▸ 練習題目 A:
統計下方清單中含有字串「mast」的行數,大小寫須相符,只回報數字。

▸ 原文摘錄:
────

B31Forest.gif (27539 bytes) 靈異非涉解脫正法     優婆塞戒子 劉果明


禪是運用體空來通達緣起理論的經驗,發揮般若智慧而完成世俗及內心意境的解脫,是一種從心性著手的上乘功夫;它可以使人脫胎換骨、化戾氣為祥和!嚴格說,禪是很難用語言文字來表達的一種內心境界,只有經驗過的人才能明白,可說是「如人飲水,冷暖自知。」對於一個只有粗淺禪修經歷的我,實在很難下筆來談「禪修心路歷程」,與其說是禪修心得,不如說是學佛經過的報告,較為恰當。

章能師加被 速得淨口

末學記得約在民國七十七年三月左右,隨二姊第一次到內湖圓覺寺後山,去拜見能法師,只知道他是一位犯過罪、坐過牢,再以三年拜遍全台灣所有寺廟來懺悔業障的苦行僧。當時在二姊的引薦之下,迷迷糊糊的皈依了,這可說是我學佛因緣的開始。

二個月後,第二次去參拜師父時,巳有很多人在請教問題,有人因看明牌被猴仙附身學猴跳、有人因墮胎而被嬰靈附體而大哭叫•••等怪事,真是無奇不有,令我大開眼界。後來我也順便請示師父一些問題,告假時,師父要我回去最好吃素,當時心裡在想:「我哪有可能會吃素?」

────

▸ 資料列:
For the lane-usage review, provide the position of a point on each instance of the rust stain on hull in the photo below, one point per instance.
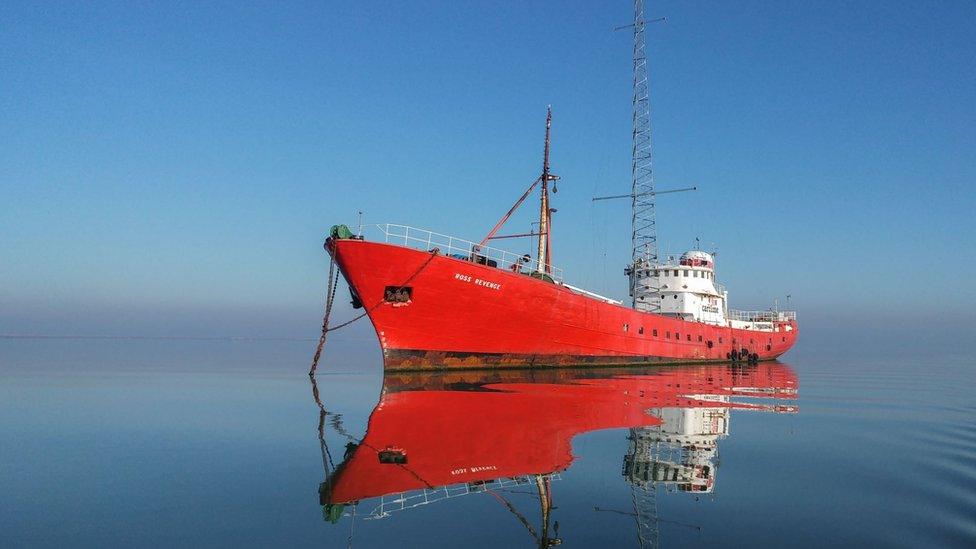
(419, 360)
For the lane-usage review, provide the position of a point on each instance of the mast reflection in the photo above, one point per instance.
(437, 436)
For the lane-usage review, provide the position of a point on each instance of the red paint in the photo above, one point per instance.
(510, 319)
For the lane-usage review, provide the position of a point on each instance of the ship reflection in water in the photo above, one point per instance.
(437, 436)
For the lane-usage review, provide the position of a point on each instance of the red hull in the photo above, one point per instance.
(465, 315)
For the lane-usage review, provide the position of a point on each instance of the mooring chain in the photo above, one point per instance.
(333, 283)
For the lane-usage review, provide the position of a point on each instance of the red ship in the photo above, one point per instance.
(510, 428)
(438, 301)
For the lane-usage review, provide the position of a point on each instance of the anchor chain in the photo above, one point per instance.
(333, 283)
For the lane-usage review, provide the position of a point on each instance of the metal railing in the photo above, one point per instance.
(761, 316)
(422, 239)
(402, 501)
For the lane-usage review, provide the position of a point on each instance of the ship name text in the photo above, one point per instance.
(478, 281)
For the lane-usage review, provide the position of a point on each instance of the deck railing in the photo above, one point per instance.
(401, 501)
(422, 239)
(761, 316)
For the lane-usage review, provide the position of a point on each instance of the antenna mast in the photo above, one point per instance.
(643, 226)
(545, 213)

────

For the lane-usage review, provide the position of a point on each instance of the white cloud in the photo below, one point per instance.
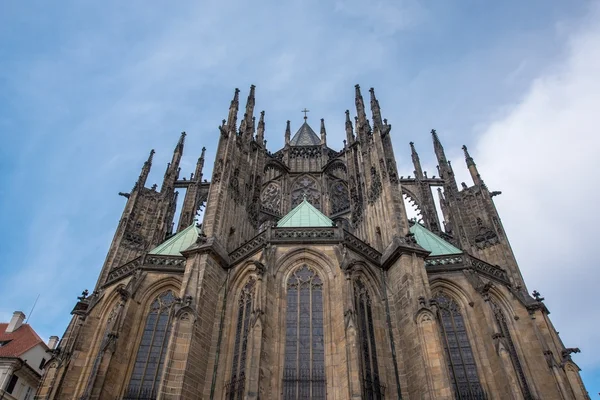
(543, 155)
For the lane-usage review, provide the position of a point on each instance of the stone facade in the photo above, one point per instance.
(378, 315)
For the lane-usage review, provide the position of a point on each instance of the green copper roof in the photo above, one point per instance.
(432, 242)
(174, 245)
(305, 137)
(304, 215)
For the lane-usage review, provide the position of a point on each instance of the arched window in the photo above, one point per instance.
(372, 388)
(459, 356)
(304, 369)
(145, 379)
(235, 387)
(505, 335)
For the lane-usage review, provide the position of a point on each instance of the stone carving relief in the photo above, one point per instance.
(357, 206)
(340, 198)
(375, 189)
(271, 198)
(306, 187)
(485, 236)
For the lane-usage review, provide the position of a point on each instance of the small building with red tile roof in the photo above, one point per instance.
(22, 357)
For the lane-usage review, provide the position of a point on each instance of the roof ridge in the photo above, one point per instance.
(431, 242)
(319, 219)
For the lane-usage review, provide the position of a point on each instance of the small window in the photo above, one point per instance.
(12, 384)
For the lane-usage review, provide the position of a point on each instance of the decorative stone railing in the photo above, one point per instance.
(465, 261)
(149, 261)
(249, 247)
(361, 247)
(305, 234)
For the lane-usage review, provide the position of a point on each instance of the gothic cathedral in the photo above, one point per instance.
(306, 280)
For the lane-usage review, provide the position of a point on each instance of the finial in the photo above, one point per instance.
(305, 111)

────

▸ 練習題目 B:
接續上方談學佛與禪修經歷的文章,從最後一句之後往下寫。

▸ 書面回答 A:
2

▸ 書面回答 B:
下山後,我開車跟二姊到民權東路「美麗華大飯店」吃歐式自助餐,一進門,先挑些大魚大肉準備好好享受一番。結果剛吃了幾口馬上想吐,趕緊到地下室廁所把東西吐光。再上來後,先吃一些較清淡的疏菜,感覺比較舒服,接著想再挑一點蝦子、羊肉準備再品嚐一下,結果仍然吐光。最後只好吃些青菜沙拉,結束了我預期很「豐盛」的一餐。回家後,我變成只能吃肉邊菜,半個月後,就註定了這輩子吃素的命運。起初父母親很反對,尤其對我二姊很不諒解,後來慢慢地習慣了。

初試念佛 即入念佛三昧

或許是過去世善根種子開始萌芽,幾天後,閒逛中發現「板橋彌陀精舍」有念佛會,於每週三晚上舉行,其共修方式為先唸阿彌陀經,後繞佛、再止靜,開靜後師父開示,最後迴向。末學於第三次參加共修時,念完讚佛偈,開始繞佛時,感覺全身氣血沸騰;止靜時,覺得全身逐漸放大,人如同停在半空中,良久,眼睛無法張開,一直到師父開示完敲了引磬,同修們按摩手足,我仍然停在當下無法動彈,心裡很緊張,一直祈求「阿彌陀佛」趕快讓我下來,最後終於很勉強可以站起來。迴向時,全身上下舒暢無比。往後連續二、三週都是如此現象發生,色身上的變化很大,不敢隨便問人。我自想全身放大,應該是色身上已通的經脈中充滿內氣欲往未通的經脈衝,造成色身一直要往上或往外脹的感覺,其實只要身心放輕鬆,即可恢復原來姿勢的。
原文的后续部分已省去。